■ WHAT TO WORK ON
Reproduce the part of the account of Banner's fever starting at "This was around" and ending at "know, just incase.", swapping "milk" out for "formula".

■ PROVIDED TEXT
--
Banner turned one on Friday, we celebrated on Sunday, took him to the doctor for his 12 month appointment on Monday and he was in the hospital on Wednesday.
Yes. You read that right. The hospital.
Banner started running a fever Monday night. We called the doctor, but everyone assumed it was just a mild reaction to the shots he received that afternoon. No big deal, right? It is a pretty common reaction to vaccinations, and the fever wasn't even that high. Just under 102.
Tuesday morning was pretty awful. Poor baby had the chills and cried non stop until the baby Motrin finally started working. Then, mercifully, he fell asleep on my chest for two hours.
Trevor and I split the day. I stayed home with Banner in the morning, while Trevor went to work. And we swapped in the afternoon. By three, Trevor reported that the fever had come back but lower than it was that morning. Only 101.4. But Banner had taken another two hour nap and seemed to be feeling better.
Wednesday morning started fever free. Trevor even considered taking him to school, but I wanted him to be fever free for 24 hours before taking him back to day care (even though we were still convinced this was a shot-induced fever, and our little guy wasn't contagious). It turned out to be a wise move, because his fever was back up to nearly 102 by mid morning. Unlike the day before, however, the fever didn't seem to be making him feel bad, and he was busy playing with all his toys. So, I held off giving him a dose of baby Motrin until lunchtime in the hopes "that letting the fever burn" a little would help his immune system do its thing.
He also had two big poops that morning. The second of which resulted in an unexpected bath and emergency load of laundry.
Yes. It was THAT bad.
Trevor was unable to come home on Wednesday afternoon, so my sister babysat while I put in another half day at the office. When I checked on Banner, she reported that he had taken a nice, long nap and was busy eating some apple slices and Cheerios that she had prepared. She had taught him to make "fishy faces" that afternoon and he was still making them when I returned home around 5:30 that evening. Banner was in a great mood and even greeted me at the door.
After Amy left, I changed Banner and - even though he felt cool - checked his temperature. 100.9. A fever isn't considered a fever in a baby until 100.4, so this was pretty low grade. I remember thinking to myself that he was finally getting better.
This was around 6 PM.
Trevor arrived home about 20 minutes later. I was in the process of giving Banner his last bottle of the day. But, unlike most nights, Banner didn't seem interested in his milk. At first I thought it was because he was full from all the snacks he had eaten with Amy, but - on a whim - I asked Trevor to take his temp again. You know, just incase.
I called the on-call nurse at my pediatrician's office, and left a message for them to call me back.
--
■ RECORD SET
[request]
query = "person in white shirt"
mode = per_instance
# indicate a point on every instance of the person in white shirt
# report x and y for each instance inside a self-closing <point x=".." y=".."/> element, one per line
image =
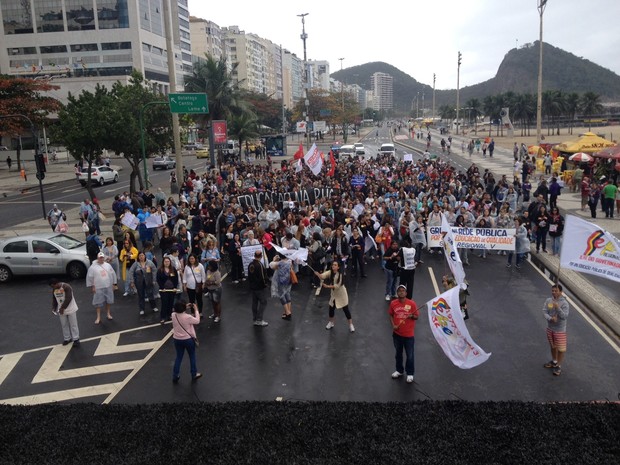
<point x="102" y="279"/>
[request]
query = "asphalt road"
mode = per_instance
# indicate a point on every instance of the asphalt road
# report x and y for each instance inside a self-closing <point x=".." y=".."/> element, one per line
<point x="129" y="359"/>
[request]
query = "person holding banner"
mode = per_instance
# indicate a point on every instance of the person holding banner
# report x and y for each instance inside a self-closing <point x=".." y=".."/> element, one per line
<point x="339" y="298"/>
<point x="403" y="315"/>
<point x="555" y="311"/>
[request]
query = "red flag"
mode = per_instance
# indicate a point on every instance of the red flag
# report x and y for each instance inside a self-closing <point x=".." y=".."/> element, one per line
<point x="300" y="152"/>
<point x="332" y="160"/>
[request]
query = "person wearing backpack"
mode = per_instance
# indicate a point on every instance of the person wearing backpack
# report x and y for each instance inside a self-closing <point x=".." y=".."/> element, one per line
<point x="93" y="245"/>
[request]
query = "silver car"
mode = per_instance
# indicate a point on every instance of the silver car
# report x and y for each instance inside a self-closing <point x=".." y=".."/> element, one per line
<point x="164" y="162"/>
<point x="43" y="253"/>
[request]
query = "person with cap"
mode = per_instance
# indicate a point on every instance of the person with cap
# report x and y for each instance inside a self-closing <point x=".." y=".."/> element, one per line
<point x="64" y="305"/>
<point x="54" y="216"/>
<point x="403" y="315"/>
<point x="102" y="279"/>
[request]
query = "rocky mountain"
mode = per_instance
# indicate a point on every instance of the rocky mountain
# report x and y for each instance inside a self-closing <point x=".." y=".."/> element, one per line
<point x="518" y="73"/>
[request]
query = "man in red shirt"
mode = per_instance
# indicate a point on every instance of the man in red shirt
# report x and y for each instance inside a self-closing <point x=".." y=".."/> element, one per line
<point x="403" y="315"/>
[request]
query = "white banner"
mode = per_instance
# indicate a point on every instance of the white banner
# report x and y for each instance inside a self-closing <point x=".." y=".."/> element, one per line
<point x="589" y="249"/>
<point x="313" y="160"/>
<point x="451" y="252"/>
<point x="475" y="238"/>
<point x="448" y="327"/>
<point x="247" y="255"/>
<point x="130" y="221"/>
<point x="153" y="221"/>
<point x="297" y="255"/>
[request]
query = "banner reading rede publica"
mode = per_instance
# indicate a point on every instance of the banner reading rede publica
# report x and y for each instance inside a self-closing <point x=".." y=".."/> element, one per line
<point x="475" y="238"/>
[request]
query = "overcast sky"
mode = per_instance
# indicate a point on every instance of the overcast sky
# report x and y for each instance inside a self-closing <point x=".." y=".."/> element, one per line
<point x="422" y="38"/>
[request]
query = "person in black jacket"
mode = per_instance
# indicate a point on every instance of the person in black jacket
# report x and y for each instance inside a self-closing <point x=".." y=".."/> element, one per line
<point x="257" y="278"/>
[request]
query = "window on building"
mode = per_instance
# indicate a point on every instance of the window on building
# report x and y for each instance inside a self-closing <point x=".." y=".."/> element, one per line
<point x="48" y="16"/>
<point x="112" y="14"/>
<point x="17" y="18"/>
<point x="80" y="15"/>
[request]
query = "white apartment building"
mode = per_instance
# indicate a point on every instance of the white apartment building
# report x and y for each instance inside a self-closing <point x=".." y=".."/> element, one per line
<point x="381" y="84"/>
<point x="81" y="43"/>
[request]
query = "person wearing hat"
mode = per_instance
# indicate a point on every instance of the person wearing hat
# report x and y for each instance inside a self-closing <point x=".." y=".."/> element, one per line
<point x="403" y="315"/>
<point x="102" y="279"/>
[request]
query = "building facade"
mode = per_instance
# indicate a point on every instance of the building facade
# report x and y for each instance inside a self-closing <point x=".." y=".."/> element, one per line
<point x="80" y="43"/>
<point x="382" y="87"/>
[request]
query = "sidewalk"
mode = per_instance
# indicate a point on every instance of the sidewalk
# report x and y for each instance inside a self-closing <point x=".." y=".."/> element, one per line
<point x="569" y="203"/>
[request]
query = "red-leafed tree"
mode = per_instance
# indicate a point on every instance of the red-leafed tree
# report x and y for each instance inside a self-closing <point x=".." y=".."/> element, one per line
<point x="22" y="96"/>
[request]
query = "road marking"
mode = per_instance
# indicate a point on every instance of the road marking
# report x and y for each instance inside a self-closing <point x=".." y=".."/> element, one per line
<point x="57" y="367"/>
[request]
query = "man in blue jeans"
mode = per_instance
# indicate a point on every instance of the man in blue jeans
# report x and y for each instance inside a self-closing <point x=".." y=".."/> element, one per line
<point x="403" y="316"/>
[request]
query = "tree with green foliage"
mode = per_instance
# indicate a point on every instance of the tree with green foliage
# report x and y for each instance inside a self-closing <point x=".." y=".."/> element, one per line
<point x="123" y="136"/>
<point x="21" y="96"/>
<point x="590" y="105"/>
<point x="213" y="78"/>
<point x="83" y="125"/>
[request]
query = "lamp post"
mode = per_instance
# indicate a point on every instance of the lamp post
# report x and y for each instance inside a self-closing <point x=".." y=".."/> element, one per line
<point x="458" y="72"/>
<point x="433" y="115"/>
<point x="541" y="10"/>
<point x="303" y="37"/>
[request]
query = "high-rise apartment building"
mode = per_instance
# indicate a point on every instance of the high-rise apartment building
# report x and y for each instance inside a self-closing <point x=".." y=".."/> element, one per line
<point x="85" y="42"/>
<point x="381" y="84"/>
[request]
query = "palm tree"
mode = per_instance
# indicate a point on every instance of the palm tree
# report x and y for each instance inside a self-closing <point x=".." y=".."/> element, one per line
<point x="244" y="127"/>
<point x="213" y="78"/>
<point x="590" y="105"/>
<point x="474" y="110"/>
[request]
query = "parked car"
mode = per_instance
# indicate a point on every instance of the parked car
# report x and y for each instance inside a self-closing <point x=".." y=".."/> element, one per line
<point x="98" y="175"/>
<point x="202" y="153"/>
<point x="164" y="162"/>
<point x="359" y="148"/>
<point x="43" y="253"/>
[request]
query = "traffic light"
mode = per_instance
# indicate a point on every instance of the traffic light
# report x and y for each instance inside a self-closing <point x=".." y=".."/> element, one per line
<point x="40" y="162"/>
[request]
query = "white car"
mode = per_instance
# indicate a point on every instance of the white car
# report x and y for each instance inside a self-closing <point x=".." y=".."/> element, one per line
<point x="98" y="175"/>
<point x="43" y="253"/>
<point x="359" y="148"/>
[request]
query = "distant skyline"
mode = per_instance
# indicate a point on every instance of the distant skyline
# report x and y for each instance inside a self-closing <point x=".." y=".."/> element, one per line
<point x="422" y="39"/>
--
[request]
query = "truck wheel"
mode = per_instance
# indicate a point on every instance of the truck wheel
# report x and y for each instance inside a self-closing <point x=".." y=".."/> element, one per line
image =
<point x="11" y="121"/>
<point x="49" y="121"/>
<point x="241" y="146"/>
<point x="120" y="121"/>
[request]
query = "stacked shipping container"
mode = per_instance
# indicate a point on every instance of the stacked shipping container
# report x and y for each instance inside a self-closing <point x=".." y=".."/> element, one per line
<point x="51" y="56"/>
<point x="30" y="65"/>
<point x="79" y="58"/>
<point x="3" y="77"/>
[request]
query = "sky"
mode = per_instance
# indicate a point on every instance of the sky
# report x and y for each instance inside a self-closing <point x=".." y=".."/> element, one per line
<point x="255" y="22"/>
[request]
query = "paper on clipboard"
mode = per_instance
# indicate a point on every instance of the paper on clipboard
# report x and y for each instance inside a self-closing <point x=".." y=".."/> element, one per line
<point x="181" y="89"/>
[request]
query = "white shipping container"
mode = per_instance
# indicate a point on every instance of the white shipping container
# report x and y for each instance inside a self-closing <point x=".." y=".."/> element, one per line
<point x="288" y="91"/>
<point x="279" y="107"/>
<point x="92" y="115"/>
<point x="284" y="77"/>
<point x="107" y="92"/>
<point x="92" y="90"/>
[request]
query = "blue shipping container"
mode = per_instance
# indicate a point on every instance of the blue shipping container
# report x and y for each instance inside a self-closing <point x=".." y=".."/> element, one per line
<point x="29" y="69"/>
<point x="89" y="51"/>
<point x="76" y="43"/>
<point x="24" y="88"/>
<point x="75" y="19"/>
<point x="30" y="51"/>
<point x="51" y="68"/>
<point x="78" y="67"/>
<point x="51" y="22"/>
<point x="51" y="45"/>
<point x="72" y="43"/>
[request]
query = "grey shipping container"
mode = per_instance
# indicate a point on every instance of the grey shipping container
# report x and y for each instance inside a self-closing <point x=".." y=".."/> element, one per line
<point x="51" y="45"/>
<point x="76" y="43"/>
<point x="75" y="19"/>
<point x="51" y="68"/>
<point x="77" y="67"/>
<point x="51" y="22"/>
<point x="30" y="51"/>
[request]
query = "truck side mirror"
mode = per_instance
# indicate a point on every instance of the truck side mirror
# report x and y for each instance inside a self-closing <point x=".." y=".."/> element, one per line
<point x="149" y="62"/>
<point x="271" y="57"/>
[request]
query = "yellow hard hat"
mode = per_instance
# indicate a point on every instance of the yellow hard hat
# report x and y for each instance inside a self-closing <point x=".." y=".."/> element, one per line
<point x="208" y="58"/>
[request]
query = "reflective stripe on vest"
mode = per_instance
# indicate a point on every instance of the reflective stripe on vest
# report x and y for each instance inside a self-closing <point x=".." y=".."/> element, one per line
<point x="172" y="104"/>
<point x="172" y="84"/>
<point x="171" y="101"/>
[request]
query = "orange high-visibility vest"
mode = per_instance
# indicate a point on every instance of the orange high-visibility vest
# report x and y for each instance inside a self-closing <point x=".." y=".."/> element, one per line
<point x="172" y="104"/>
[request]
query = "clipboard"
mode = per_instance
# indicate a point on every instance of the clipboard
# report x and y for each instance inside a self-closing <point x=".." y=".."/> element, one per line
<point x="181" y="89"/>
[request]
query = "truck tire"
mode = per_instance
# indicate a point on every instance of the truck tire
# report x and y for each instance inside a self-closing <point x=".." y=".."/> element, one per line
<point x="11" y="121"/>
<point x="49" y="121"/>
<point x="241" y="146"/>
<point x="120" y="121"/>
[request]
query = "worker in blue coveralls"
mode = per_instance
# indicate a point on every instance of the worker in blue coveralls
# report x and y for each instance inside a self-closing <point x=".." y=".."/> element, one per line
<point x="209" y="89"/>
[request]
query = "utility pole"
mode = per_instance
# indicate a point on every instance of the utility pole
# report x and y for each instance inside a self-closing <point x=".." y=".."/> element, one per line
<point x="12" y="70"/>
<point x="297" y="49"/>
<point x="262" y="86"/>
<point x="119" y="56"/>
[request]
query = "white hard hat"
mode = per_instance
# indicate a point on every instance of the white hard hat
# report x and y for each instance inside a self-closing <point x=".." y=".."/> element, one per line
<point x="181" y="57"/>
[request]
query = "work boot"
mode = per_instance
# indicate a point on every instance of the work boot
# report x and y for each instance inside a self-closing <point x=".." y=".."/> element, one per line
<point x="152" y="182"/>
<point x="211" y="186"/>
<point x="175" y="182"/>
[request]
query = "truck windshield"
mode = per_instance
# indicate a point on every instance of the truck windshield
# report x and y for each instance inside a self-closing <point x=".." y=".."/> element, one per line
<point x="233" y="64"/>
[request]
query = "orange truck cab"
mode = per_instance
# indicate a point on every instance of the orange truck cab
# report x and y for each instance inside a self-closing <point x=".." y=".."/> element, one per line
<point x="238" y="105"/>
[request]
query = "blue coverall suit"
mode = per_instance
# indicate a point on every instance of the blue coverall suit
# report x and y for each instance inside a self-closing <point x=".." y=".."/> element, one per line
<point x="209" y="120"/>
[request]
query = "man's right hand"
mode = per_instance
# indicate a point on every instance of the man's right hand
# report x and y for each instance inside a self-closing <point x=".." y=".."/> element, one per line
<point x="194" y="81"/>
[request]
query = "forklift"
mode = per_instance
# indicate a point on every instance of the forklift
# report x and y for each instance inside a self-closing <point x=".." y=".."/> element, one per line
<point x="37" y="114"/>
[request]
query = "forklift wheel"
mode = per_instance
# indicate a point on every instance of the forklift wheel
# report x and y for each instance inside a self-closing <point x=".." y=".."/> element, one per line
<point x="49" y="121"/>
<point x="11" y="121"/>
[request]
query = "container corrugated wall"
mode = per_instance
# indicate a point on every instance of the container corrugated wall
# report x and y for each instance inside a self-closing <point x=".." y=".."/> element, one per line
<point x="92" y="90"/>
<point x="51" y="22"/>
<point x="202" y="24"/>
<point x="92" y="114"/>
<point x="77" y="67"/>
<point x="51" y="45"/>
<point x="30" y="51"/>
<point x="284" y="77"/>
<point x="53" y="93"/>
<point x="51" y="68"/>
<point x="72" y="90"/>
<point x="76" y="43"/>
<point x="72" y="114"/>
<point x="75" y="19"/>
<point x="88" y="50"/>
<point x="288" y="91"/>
--
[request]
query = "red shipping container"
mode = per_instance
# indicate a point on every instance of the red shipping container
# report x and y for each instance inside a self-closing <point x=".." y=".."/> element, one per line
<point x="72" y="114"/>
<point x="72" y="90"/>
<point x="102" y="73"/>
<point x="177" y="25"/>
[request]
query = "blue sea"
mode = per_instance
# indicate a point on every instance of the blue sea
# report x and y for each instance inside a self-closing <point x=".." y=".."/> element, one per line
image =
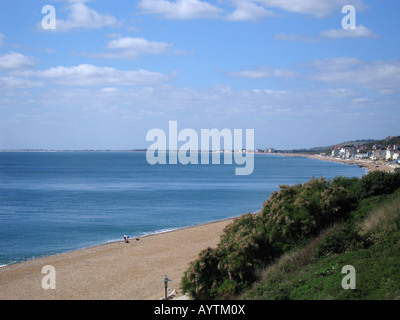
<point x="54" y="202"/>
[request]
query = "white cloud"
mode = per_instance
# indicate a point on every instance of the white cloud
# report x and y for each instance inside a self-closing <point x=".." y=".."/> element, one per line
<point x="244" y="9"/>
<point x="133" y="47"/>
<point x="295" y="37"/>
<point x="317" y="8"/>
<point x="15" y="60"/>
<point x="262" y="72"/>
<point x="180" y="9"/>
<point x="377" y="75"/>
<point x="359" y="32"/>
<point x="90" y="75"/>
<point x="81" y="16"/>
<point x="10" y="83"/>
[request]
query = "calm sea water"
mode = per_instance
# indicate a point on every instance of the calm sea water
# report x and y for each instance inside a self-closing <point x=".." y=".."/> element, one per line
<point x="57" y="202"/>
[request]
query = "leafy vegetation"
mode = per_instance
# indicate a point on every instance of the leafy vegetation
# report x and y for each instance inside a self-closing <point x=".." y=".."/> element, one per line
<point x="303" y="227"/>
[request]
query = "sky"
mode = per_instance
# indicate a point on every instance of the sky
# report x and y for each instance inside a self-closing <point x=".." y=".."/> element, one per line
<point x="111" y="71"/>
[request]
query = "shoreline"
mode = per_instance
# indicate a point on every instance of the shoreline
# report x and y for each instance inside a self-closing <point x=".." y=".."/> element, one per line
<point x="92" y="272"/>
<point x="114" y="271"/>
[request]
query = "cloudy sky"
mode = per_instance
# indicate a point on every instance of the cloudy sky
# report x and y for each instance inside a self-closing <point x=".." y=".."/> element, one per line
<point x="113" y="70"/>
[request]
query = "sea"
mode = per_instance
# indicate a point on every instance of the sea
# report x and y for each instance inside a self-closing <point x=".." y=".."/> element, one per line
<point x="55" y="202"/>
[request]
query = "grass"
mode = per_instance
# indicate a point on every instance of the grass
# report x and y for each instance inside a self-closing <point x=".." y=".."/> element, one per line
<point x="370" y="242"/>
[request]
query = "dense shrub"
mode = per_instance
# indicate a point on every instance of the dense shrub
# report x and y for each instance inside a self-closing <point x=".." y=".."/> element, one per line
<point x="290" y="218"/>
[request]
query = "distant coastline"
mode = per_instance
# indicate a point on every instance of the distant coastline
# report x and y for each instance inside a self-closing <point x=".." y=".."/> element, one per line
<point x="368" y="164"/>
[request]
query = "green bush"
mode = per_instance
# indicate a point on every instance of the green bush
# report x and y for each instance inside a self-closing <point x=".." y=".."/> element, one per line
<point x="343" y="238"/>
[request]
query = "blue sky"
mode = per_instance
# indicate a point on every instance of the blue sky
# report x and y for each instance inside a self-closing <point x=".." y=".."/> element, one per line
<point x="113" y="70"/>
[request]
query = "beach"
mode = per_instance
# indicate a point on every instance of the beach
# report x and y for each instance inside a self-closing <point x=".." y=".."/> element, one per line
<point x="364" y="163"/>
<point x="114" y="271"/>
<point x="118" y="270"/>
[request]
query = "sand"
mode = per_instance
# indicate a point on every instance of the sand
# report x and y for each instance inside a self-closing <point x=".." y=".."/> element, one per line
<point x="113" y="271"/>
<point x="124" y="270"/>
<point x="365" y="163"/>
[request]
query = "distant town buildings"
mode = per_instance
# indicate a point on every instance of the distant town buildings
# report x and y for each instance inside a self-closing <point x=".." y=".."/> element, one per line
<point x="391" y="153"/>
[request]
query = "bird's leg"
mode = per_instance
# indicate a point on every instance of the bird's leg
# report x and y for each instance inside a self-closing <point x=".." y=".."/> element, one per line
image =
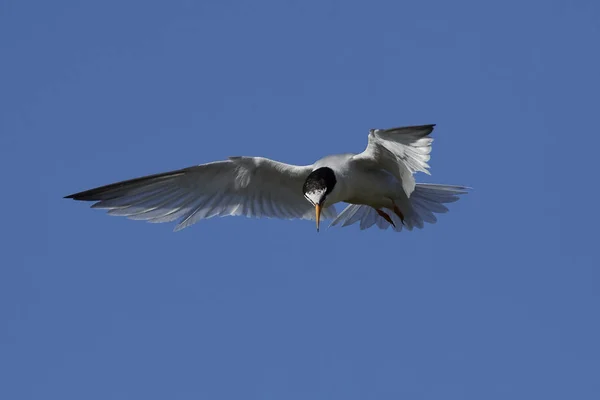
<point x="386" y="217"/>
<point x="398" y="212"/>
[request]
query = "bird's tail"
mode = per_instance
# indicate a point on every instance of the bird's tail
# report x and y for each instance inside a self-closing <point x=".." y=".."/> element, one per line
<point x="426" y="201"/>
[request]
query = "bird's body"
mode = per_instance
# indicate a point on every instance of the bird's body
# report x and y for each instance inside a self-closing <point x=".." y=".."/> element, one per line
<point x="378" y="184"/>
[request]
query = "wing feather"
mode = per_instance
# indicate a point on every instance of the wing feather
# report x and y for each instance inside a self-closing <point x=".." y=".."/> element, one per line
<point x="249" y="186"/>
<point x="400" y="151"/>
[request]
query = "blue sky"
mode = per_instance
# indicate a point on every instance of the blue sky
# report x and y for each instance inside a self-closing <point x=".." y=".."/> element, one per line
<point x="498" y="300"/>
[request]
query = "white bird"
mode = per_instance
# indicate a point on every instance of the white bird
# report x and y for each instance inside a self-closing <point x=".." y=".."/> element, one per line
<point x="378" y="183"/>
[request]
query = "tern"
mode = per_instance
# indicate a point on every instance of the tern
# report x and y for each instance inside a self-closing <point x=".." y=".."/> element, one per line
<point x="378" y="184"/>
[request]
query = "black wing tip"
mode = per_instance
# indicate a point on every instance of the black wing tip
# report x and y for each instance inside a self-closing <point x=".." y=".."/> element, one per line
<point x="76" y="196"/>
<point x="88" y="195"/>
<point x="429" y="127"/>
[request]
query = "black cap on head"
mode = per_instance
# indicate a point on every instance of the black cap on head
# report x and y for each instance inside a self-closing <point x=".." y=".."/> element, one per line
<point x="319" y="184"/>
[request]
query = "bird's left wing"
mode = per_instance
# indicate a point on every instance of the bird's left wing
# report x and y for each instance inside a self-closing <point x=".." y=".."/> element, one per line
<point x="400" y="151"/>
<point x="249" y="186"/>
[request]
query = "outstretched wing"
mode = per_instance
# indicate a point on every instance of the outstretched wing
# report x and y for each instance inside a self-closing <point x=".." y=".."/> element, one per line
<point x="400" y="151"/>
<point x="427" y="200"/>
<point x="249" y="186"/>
--
■ YOUR SOLUTION
This was around 6 PM.
Trevor arrived home about 20 minutes later. I was in the process of giving Banner his last bottle of the day. But, unlike most nights, Banner didn't seem interested in his formula. At first I thought it was because he was full from all the snacks he had eaten with Amy, but - on a whim - I asked Trevor to take his temp again. You know, just incase.